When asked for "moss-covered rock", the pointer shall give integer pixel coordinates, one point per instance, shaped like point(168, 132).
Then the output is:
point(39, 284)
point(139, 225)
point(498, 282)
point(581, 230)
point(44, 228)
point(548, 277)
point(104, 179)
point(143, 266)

● ● ● ● ● ● ●

Task objective: Reproduce the listing above line for line, with no changes.

Complete answer:
When asked for "moss-covered rock", the pointer shall give integer pixel coordinates, one point per instance, shaped like point(168, 132).
Then the output is:
point(39, 284)
point(139, 225)
point(498, 282)
point(581, 230)
point(44, 228)
point(548, 277)
point(104, 179)
point(143, 266)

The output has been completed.